◆ The problem: Could you render the part of the material below that opens with the line containing "of the steering" and closes with the line containing "<point>102,92</point>" as a JSON list of strings, one string per line, with blank lines and pictures left out?

=== Dataset ===

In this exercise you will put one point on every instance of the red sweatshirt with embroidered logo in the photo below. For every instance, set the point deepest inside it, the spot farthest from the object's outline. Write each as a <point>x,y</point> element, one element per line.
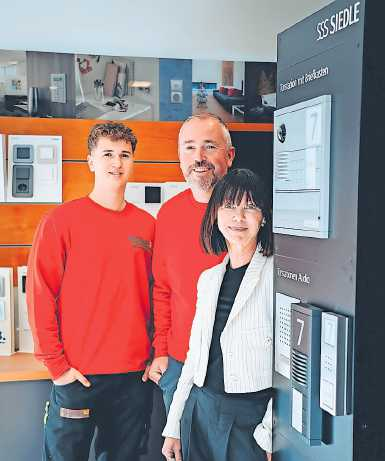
<point>88,288</point>
<point>178,261</point>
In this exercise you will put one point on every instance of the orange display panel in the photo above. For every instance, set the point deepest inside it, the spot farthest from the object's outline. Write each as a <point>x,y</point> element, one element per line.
<point>18,221</point>
<point>78,181</point>
<point>14,257</point>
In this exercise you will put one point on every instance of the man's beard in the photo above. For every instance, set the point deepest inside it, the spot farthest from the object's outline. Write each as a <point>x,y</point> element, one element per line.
<point>205,182</point>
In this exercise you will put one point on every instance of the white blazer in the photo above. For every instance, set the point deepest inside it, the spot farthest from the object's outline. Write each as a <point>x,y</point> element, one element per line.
<point>246,341</point>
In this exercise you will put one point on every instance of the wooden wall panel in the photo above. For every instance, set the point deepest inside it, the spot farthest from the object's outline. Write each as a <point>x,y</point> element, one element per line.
<point>18,221</point>
<point>156,140</point>
<point>13,257</point>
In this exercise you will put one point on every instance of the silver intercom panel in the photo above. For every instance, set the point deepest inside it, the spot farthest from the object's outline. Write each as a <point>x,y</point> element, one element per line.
<point>301,168</point>
<point>336,361</point>
<point>3,169</point>
<point>34,169</point>
<point>283,333</point>
<point>25,334</point>
<point>305,372</point>
<point>150,196</point>
<point>7,312</point>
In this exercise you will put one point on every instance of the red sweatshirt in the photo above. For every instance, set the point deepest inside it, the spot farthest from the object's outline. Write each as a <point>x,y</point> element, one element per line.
<point>178,261</point>
<point>88,288</point>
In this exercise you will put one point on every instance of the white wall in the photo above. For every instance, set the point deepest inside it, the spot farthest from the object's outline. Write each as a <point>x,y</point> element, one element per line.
<point>201,29</point>
<point>206,71</point>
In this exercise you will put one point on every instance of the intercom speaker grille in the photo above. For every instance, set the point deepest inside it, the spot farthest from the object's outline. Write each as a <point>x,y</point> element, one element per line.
<point>299,367</point>
<point>282,166</point>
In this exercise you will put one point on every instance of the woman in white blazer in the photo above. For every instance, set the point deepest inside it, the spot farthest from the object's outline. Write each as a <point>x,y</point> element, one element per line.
<point>221,410</point>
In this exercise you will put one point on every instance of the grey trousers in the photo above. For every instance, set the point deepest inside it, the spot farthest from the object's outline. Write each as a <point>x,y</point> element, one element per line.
<point>220,427</point>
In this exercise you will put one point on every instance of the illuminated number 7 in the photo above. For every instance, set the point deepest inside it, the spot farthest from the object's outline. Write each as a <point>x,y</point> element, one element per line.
<point>314,116</point>
<point>302,322</point>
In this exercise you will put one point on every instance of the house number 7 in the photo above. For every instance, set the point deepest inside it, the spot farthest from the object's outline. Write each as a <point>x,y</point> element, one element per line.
<point>302,323</point>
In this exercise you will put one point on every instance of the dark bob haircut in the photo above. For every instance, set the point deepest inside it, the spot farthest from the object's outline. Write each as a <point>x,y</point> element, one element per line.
<point>231,189</point>
<point>112,130</point>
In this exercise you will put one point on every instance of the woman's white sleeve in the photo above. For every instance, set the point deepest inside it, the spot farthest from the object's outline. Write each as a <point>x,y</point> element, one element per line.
<point>186,380</point>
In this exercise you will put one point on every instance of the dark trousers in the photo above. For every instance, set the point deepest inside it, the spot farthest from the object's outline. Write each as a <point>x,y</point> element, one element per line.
<point>169,381</point>
<point>117,405</point>
<point>218,427</point>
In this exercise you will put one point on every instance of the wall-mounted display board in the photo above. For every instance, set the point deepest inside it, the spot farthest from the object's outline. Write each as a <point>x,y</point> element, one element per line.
<point>331,56</point>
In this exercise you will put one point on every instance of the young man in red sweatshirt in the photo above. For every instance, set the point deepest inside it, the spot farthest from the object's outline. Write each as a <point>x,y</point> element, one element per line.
<point>89,309</point>
<point>205,154</point>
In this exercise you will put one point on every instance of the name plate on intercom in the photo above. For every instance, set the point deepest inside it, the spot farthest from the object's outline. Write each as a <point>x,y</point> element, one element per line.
<point>301,168</point>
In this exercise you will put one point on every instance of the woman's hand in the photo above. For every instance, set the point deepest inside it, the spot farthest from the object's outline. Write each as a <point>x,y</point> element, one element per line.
<point>71,376</point>
<point>171,449</point>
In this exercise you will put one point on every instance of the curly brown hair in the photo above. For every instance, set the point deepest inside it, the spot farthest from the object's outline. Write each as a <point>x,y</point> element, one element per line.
<point>113,131</point>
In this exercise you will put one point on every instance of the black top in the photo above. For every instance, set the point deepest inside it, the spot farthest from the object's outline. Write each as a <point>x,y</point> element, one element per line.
<point>229,289</point>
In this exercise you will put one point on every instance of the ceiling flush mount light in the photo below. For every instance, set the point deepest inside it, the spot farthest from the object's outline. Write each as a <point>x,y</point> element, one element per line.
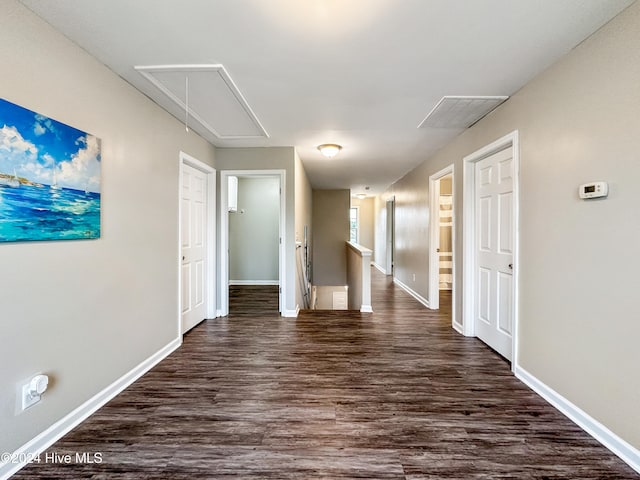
<point>329,150</point>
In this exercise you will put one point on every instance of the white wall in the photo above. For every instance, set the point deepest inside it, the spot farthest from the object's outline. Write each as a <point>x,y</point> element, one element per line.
<point>579,121</point>
<point>304,213</point>
<point>87,312</point>
<point>254,232</point>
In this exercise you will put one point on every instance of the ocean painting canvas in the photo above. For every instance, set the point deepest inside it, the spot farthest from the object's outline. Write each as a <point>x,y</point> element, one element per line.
<point>49,178</point>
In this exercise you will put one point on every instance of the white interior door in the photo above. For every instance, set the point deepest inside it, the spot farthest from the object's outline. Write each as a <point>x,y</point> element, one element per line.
<point>390,235</point>
<point>494,284</point>
<point>194,249</point>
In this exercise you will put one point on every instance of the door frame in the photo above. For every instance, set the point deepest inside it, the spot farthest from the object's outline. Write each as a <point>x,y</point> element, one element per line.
<point>434,233</point>
<point>224,234</point>
<point>469,236</point>
<point>390,241</point>
<point>210,172</point>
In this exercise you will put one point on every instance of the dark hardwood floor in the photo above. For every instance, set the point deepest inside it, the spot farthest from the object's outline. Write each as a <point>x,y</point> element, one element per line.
<point>396,394</point>
<point>252,300</point>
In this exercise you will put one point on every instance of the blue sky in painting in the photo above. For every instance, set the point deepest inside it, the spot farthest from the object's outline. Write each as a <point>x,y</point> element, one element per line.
<point>41,149</point>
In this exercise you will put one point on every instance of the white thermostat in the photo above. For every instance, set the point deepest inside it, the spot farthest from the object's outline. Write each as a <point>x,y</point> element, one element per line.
<point>594,190</point>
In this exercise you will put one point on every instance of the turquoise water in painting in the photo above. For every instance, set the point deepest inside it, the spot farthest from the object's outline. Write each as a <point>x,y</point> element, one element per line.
<point>30,213</point>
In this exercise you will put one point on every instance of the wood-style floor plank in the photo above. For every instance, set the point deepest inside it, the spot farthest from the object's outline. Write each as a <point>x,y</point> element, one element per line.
<point>396,394</point>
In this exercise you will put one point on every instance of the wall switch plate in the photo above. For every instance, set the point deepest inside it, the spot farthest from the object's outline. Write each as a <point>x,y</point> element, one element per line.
<point>27,398</point>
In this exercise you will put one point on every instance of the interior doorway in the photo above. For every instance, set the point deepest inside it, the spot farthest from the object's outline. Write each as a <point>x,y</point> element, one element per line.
<point>442,255</point>
<point>252,233</point>
<point>391,212</point>
<point>491,245</point>
<point>197,242</point>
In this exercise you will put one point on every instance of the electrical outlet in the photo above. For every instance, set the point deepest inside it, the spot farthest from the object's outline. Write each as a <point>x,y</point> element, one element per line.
<point>33,390</point>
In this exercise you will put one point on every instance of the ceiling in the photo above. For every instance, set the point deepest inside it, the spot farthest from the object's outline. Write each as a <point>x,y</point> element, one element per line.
<point>360,73</point>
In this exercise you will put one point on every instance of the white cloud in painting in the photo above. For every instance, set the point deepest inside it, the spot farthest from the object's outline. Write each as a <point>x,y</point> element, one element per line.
<point>14,149</point>
<point>82,171</point>
<point>39,129</point>
<point>43,124</point>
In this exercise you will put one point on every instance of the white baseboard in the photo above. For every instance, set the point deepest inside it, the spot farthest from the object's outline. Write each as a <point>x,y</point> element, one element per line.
<point>63,426</point>
<point>379,267</point>
<point>414,294</point>
<point>629,454</point>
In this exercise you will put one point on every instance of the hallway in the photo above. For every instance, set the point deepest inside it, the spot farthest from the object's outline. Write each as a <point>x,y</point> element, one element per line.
<point>396,394</point>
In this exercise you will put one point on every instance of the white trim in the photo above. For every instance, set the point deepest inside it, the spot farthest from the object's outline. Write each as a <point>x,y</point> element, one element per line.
<point>411,292</point>
<point>146,72</point>
<point>186,159</point>
<point>379,267</point>
<point>48,437</point>
<point>510,140</point>
<point>224,236</point>
<point>627,453</point>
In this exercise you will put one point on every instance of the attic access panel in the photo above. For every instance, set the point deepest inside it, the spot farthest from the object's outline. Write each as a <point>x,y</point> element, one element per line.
<point>214,101</point>
<point>460,111</point>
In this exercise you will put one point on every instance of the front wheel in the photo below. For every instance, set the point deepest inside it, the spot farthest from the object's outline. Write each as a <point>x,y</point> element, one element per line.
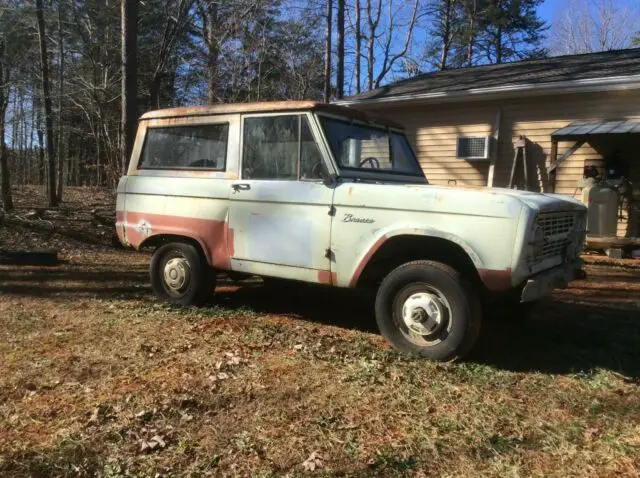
<point>427,308</point>
<point>180,275</point>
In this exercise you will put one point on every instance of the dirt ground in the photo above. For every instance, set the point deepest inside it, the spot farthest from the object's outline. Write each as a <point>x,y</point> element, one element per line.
<point>97,378</point>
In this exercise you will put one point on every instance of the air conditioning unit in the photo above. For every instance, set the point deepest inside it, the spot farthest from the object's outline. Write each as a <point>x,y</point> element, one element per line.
<point>474,148</point>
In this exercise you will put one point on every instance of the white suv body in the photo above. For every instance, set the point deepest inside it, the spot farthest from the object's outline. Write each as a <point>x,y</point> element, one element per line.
<point>332,195</point>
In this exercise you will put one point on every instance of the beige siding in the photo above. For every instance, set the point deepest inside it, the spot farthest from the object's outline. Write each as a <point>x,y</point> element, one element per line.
<point>433,130</point>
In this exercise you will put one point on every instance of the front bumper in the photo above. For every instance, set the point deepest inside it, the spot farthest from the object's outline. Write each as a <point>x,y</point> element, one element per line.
<point>542,285</point>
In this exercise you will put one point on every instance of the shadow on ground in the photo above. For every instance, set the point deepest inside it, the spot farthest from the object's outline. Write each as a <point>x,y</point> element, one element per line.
<point>562,335</point>
<point>559,337</point>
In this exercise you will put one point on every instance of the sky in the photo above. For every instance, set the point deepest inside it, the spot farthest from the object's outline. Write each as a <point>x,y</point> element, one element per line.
<point>548,8</point>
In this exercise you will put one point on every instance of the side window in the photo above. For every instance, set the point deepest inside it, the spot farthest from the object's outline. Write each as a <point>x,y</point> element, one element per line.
<point>311,164</point>
<point>186,147</point>
<point>280,147</point>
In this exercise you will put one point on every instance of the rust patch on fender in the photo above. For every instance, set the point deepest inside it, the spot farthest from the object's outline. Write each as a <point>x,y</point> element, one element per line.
<point>326,277</point>
<point>365,261</point>
<point>496,280</point>
<point>119,226</point>
<point>215,237</point>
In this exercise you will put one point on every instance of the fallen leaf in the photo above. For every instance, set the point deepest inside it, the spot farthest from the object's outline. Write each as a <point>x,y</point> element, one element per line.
<point>314,461</point>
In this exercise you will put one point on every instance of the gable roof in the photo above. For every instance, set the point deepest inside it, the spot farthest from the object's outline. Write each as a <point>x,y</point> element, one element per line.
<point>572,71</point>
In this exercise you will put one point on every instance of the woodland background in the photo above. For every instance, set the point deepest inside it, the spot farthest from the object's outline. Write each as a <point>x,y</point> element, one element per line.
<point>76,74</point>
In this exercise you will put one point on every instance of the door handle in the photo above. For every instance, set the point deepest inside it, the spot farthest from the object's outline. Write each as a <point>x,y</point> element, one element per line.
<point>241,187</point>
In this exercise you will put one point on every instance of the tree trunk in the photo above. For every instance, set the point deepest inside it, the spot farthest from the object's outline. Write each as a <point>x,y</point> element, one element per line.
<point>340,72</point>
<point>4,169</point>
<point>358,47</point>
<point>446,34</point>
<point>213,51</point>
<point>327,53</point>
<point>61,158</point>
<point>129,19</point>
<point>472,33</point>
<point>48,115</point>
<point>4,166</point>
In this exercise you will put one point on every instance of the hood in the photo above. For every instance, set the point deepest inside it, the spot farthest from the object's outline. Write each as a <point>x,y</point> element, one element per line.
<point>542,202</point>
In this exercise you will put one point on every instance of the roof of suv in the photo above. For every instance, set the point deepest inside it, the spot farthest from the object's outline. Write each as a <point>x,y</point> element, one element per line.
<point>270,107</point>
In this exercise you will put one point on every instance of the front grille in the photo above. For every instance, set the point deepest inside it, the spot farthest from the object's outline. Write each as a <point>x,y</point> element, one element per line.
<point>557,228</point>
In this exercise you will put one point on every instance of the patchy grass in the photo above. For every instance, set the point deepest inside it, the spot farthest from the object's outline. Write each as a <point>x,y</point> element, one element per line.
<point>99,379</point>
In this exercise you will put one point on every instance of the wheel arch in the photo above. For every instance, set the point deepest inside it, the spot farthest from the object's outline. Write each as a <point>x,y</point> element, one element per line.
<point>392,249</point>
<point>158,240</point>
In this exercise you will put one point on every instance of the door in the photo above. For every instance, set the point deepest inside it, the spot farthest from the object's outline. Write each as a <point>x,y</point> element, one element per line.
<point>280,209</point>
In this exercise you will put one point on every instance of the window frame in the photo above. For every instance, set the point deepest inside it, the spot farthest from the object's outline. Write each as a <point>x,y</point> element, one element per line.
<point>487,148</point>
<point>140,166</point>
<point>314,134</point>
<point>367,173</point>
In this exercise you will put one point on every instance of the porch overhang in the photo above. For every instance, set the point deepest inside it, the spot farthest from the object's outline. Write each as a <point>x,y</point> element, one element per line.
<point>580,132</point>
<point>585,130</point>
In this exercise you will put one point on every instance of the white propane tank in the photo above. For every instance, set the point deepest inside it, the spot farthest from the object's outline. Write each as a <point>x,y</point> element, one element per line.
<point>602,210</point>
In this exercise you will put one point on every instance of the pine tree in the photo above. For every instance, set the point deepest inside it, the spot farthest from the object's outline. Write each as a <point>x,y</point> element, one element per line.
<point>512,30</point>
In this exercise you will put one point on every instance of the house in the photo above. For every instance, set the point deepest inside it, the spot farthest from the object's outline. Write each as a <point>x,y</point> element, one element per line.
<point>566,113</point>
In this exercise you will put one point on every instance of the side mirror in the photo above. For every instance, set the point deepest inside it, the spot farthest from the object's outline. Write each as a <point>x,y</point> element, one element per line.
<point>330,180</point>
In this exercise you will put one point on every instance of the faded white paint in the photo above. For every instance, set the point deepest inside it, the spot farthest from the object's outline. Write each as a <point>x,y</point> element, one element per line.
<point>326,232</point>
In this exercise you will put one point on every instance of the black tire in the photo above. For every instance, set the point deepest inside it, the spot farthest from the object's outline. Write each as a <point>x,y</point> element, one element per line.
<point>200,280</point>
<point>458,312</point>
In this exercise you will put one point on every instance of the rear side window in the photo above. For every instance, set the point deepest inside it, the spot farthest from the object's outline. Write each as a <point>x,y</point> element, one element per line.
<point>280,147</point>
<point>186,147</point>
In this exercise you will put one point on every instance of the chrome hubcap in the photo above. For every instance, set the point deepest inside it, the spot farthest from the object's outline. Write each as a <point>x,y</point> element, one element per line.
<point>425,313</point>
<point>177,273</point>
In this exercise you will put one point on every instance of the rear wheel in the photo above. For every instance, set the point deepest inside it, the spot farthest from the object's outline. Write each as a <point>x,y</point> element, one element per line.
<point>180,275</point>
<point>427,308</point>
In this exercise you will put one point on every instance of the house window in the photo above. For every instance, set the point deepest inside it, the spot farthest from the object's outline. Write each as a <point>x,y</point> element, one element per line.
<point>468,147</point>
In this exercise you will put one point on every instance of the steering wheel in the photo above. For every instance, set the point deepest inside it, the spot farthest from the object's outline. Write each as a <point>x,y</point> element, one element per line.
<point>375,164</point>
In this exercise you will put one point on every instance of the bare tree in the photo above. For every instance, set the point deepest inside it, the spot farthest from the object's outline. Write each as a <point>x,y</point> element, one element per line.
<point>176,16</point>
<point>4,102</point>
<point>340,50</point>
<point>445,30</point>
<point>46,96</point>
<point>61,155</point>
<point>386,38</point>
<point>327,52</point>
<point>212,25</point>
<point>129,13</point>
<point>358,40</point>
<point>586,26</point>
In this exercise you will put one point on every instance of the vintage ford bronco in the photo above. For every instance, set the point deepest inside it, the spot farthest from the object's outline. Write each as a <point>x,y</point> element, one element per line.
<point>333,195</point>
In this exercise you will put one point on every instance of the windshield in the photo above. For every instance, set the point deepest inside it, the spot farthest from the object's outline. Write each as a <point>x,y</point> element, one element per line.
<point>359,147</point>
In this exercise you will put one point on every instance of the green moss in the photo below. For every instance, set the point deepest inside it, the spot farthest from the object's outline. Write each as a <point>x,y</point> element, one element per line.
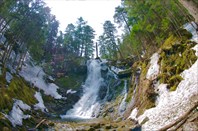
<point>17,89</point>
<point>176,56</point>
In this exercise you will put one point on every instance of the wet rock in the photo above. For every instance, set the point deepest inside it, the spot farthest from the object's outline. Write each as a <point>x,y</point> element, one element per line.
<point>108,126</point>
<point>191,126</point>
<point>102,92</point>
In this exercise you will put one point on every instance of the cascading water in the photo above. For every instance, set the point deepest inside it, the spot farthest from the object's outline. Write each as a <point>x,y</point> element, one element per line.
<point>122,106</point>
<point>88,105</point>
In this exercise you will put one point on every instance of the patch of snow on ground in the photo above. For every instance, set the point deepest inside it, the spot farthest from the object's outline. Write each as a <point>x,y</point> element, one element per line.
<point>153,70</point>
<point>172,105</point>
<point>35,75</point>
<point>196,49</point>
<point>71,91</point>
<point>40,105</point>
<point>191,27</point>
<point>133,114</point>
<point>16,116</point>
<point>8,77</point>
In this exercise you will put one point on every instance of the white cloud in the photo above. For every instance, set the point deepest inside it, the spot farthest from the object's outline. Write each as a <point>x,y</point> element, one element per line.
<point>95,12</point>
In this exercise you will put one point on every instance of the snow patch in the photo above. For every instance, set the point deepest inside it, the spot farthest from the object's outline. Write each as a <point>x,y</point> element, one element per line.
<point>16,116</point>
<point>191,27</point>
<point>172,105</point>
<point>196,49</point>
<point>133,114</point>
<point>39,105</point>
<point>35,75</point>
<point>153,70</point>
<point>71,91</point>
<point>8,77</point>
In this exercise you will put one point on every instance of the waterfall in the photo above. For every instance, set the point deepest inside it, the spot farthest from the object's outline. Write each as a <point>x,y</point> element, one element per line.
<point>122,106</point>
<point>88,105</point>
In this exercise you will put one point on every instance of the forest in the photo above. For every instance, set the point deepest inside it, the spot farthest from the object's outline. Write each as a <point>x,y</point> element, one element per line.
<point>28,29</point>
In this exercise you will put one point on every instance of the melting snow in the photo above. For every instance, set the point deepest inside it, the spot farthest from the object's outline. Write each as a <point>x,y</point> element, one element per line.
<point>35,75</point>
<point>40,105</point>
<point>16,116</point>
<point>8,77</point>
<point>153,70</point>
<point>172,105</point>
<point>191,27</point>
<point>70,91</point>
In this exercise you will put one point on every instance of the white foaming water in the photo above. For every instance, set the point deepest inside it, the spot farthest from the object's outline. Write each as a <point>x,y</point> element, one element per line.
<point>122,106</point>
<point>88,105</point>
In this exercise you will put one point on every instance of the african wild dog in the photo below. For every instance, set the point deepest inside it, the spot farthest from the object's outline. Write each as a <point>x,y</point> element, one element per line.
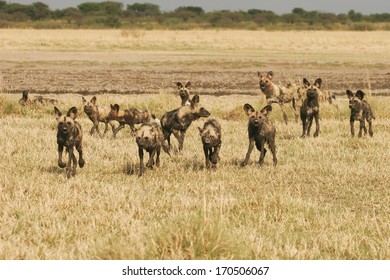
<point>178,120</point>
<point>130,117</point>
<point>323,96</point>
<point>69,135</point>
<point>211,140</point>
<point>278,94</point>
<point>149,137</point>
<point>26,100</point>
<point>360,111</point>
<point>310,108</point>
<point>260,131</point>
<point>184,93</point>
<point>97,114</point>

===

◆ The reply:
[
  "In this exercise you will put one point on every instance of the steering wheel in the photo above. For every instance, set the point deepest inside it, the spot farthest from the object's outline. Write each as a <point>x,y</point> element, one element per line.",
  "<point>375,164</point>",
  "In this exercise you will put one point on every instance of the bare tree in the photo above. For every instance, set the point deepest inside it, the spot farthest from the object's outline. Write each as a <point>x,y</point> element, one element per line.",
  "<point>176,16</point>",
  "<point>4,102</point>",
  "<point>340,50</point>",
  "<point>445,30</point>",
  "<point>46,96</point>",
  "<point>61,155</point>",
  "<point>386,38</point>",
  "<point>327,52</point>",
  "<point>212,25</point>",
  "<point>129,13</point>",
  "<point>358,40</point>",
  "<point>586,26</point>",
  "In this exercise you will put one point on every instance of the vintage ford bronco in the photo above. For every instance, set the point deepest inside it, the spot farthest from the object's outline. Write each as a <point>x,y</point> element, one element per line.",
  "<point>333,195</point>",
  "In this exercise you will put one point on every instance of the windshield in the photo above. For every instance, set the point deepest inside it, the spot farthest from the object's outline. Write each as a <point>x,y</point> element, one element per line.",
  "<point>359,147</point>",
  "In this exercise you will put one point on every instance of the green moss in the photo below. For every instance, set the point deepest inside it, the spot farthest from the object's outline. Write each as a <point>x,y</point> element, one element per line.",
  "<point>17,89</point>",
  "<point>176,56</point>",
  "In this exercise you will put one point on every instance of the wet rock in the photo above. For every instance, set the point deepest inside it, the spot farthest from the object's outline. Write each as a <point>x,y</point> element, one element per line.",
  "<point>108,126</point>",
  "<point>191,126</point>",
  "<point>102,92</point>"
]